§ KUTIPAN TEKS
======
Mantan Menteri Kelautan dan Perikanan Edhy Prabowo (rompi oranye) dibawa petugas masuk gedung KPK. Foto: MI/Susanto
Mantan Menteri Kelautan dan Perikanan Edhy Prabowo (rompi oranye) dibawa petugas masuk gedung KPK. Foto: MI/Susanto

Divonis 5 Tahun Bui, Edhy Dianggap Tak Beri Teladan Sebagai Menteri

Fachri Audhia Hafiez • 15 Juli 2021 16:57
Jakarta: Mantan Menteri Kelautan dan Perikanan Edhy Prabowo dijatuhi hukuman lima tahun penjara dalam kasus suap izin ekspor benih bening lobster (BBL) atau benur. Salah satu pertimbangan hakim dalam menjatuhi hukuman, yakni Edhy tak menjadi contoh yang baik.
 
"Terdakwa selaku penyelenggara negara, yaitu menteri kelautan dan perikanan, tidak memberikan teladan," kata Ketua Majelis Hakim Albertus Usada di Pengadilan Tindak Pidana Korupsi (Tipikor), Kemayoran, Jakarta Pusat, Kamis, 15 Juli 2021.
 
Perbuatan Edhy juga disebut tidak mendukung program pemerintah dalam pemberantasan korupsi. Selain itu, dia telah menggunakan uang hasil korupsinya.

Baca: Suap Izin Ekspor Benur, Edhy Prabowo Divonis 5 Tahun Penjara
 
Majelis hakim menilai ada perbuatan Edhy yang membuat hukumannya tidak semakin berat. Edhy dianggap sopan selama pemeriksaan di persidangan dan belum pernah dihukum.
 
"Sebagian harta benda terdakwa yang diperoleh dari tindak pidana korupsi telah disita," ujar Hakim Albertus.
 
Edhy divonis lima tahun penjara serta denda Rp400 juta subsider enam bulan kurungan. Hukuman itu serupa dengan tuntutan jaksa penuntut umum (JPU) Komisi Pemberantasan Korupsi (KPK).
======
[Catatan penunjukan]
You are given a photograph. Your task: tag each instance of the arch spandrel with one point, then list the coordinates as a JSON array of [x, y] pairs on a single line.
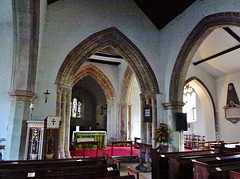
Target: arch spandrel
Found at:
[[113, 38], [192, 43]]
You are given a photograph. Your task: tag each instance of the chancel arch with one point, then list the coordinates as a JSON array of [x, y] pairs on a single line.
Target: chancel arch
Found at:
[[116, 40], [108, 90], [202, 30]]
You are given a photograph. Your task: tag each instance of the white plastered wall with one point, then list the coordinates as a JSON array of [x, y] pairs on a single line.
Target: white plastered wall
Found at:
[[228, 130]]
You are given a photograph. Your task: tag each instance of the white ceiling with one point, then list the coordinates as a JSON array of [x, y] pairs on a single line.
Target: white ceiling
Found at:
[[218, 41], [5, 11]]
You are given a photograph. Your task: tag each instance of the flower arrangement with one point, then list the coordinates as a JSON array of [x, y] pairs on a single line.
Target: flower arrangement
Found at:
[[162, 134]]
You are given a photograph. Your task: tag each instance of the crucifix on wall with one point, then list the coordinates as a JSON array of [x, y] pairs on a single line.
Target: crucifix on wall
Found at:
[[46, 95]]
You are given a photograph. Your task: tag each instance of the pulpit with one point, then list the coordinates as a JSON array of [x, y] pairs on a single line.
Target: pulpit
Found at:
[[145, 157], [42, 138]]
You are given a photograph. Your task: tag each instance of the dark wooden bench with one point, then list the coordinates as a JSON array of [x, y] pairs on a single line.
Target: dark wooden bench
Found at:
[[217, 170], [182, 166], [81, 168], [160, 168], [234, 174]]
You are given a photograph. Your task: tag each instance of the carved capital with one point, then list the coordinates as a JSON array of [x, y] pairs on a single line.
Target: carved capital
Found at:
[[22, 95], [173, 105]]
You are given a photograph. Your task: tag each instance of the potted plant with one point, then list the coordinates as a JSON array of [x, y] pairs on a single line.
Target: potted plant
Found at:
[[162, 136]]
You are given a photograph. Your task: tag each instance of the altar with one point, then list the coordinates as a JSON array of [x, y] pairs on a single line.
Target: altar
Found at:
[[97, 136]]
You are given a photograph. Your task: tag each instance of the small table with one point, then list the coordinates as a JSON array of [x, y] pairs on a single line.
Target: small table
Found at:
[[84, 143], [120, 142]]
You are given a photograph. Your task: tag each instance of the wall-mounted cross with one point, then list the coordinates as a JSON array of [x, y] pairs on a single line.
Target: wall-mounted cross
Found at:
[[53, 121], [46, 93]]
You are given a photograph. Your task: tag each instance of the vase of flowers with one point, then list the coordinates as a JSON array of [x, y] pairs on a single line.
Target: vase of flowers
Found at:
[[162, 136]]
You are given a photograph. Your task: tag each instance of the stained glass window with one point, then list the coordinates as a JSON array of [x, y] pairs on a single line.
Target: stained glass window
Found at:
[[74, 108], [189, 98], [79, 110]]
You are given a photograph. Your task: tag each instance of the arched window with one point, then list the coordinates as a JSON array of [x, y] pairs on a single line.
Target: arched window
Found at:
[[76, 108], [189, 98]]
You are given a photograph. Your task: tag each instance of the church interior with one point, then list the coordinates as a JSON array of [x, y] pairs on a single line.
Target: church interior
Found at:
[[83, 81]]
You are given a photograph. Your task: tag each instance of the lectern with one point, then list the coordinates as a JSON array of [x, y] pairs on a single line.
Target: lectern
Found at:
[[51, 139], [42, 138], [34, 140]]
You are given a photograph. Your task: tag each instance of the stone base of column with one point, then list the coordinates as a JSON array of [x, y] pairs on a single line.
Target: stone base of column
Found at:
[[67, 154], [61, 155]]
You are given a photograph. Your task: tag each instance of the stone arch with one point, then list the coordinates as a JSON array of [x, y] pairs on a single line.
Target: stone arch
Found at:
[[126, 83], [209, 104], [190, 46], [125, 108], [99, 76], [113, 38]]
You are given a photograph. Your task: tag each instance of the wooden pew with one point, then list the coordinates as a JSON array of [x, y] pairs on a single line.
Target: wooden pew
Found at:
[[160, 168], [234, 174], [92, 167], [218, 170], [133, 171], [182, 166]]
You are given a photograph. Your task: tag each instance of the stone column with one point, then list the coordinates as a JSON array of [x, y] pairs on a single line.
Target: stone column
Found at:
[[123, 121], [143, 124], [175, 106], [67, 123], [154, 118], [25, 56], [16, 134], [63, 123], [59, 113], [148, 126], [129, 112]]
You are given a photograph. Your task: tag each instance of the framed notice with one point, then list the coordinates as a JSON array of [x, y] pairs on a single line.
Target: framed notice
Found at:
[[147, 113]]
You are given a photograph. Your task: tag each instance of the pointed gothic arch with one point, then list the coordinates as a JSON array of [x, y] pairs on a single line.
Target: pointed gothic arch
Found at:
[[124, 102], [190, 46], [99, 76], [209, 105], [113, 38]]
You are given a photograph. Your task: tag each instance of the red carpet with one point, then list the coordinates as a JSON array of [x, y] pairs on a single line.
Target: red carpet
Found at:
[[117, 151]]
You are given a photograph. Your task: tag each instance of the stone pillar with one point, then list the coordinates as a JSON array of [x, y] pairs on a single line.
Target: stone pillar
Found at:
[[154, 119], [67, 123], [143, 124], [25, 56], [16, 134], [123, 131], [129, 113], [178, 138], [59, 113], [63, 123], [148, 126]]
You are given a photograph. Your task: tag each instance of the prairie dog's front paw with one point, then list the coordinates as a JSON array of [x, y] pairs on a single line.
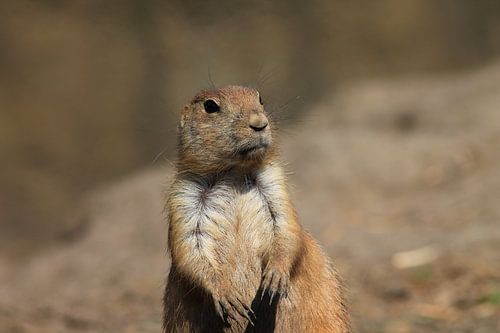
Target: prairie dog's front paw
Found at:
[[231, 306], [275, 281]]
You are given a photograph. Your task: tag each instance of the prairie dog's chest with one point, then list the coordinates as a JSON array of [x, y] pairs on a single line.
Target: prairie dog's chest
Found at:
[[243, 204]]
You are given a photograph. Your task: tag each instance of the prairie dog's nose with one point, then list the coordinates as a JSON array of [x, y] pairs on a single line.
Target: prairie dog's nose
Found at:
[[257, 121]]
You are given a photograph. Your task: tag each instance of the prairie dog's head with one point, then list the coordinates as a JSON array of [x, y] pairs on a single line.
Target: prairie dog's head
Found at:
[[223, 128]]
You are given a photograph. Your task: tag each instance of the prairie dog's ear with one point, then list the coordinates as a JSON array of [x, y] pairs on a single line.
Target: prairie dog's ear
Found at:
[[183, 116]]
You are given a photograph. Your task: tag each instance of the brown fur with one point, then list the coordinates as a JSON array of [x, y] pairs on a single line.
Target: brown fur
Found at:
[[241, 262]]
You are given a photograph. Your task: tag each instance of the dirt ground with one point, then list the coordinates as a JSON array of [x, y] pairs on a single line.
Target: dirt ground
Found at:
[[398, 179]]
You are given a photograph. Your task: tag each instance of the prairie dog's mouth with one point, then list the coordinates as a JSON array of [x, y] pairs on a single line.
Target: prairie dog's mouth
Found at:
[[252, 149]]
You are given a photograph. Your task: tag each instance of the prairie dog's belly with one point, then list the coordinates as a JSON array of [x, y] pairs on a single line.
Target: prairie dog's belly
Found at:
[[253, 223]]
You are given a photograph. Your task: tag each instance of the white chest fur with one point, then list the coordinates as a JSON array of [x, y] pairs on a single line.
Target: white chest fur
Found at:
[[232, 213]]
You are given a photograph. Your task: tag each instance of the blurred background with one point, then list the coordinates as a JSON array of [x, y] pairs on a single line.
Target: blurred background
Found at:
[[390, 113]]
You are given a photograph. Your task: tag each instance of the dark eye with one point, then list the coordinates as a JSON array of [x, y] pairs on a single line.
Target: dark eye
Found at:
[[210, 106]]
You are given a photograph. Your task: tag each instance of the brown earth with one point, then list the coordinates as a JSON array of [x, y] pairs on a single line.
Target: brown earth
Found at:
[[401, 165]]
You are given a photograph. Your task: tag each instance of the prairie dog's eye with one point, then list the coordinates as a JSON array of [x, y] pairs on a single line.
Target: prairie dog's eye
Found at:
[[211, 106]]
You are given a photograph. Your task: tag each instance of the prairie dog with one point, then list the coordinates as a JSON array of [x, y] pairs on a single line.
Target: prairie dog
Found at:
[[241, 262]]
======
§ KERJAKAN BERIKUT INI
**A)** Salin ulang seluruh berita tentang vonis Edhy Prabowo di atas tanpa mengubah apa pun.
**B)** Tulis ulang kata demi kata bagian catatan di atas, mulai dari baris yang memuat "of the potted" sampai baris yang memuat "[[97, 136]]", termasuk kedua baris itu. Tuliskan hanya bagian itu.

§ JAWABAN TERTULIS
**A)**
Mantan Menteri Kelautan dan Perikanan Edhy Prabowo (rompi oranye) dibawa petugas masuk gedung KPK. Foto: MI/Susanto
Mantan Menteri Kelautan dan Perikanan Edhy Prabowo (rompi oranye) dibawa petugas masuk gedung KPK. Foto: MI/Susanto

Divonis 5 Tahun Bui, Edhy Dianggap Tak Beri Teladan Sebagai Menteri

Fachri Audhia Hafiez • 15 Juli 2021 16:57
Jakarta: Mantan Menteri Kelautan dan Perikanan Edhy Prabowo dijatuhi hukuman lima tahun penjara dalam kasus suap izin ekspor benih bening lobster (BBL) atau benur. Salah satu pertimbangan hakim dalam menjatuhi hukuman, yakni Edhy tak menjadi contoh yang baik.
 
"Terdakwa selaku penyelenggara negara, yaitu menteri kelautan dan perikanan, tidak memberikan teladan," kata Ketua Majelis Hakim Albertus Usada di Pengadilan Tindak Pidana Korupsi (Tipikor), Kemayoran, Jakarta Pusat, Kamis, 15 Juli 2021.
 
Perbuatan Edhy juga disebut tidak mendukung program pemerintah dalam pemberantasan korupsi. Selain itu, dia telah menggunakan uang hasil korupsinya.

Baca: Suap Izin Ekspor Benur, Edhy Prabowo Divonis 5 Tahun Penjara
 
Majelis hakim menilai ada perbuatan Edhy yang membuat hukumannya tidak semakin berat. Edhy dianggap sopan selama pemeriksaan di persidangan dan belum pernah dihukum.
 
"Sebagian harta benda terdakwa yang diperoleh dari tindak pidana korupsi telah disita," ujar Hakim Albertus.
 
Edhy divonis lima tahun penjara serta denda Rp400 juta subsider enam bulan kurungan. Hukuman itu serupa dengan tuntutan jaksa penuntut umum (JPU) Komisi Pemberantasan Korupsi (KPK).

**B)**
You are given a photograph. Your task: tag each instance of the potted plant with one point, then list the coordinates as a JSON array of [x, y] pairs on a single line.
Target: potted plant
Found at:
[[162, 136]]
You are given a photograph. Your task: tag each instance of the altar with one point, then list the coordinates as a JSON array of [x, y] pairs on a single line.
Target: altar
Found at:
[[97, 136]]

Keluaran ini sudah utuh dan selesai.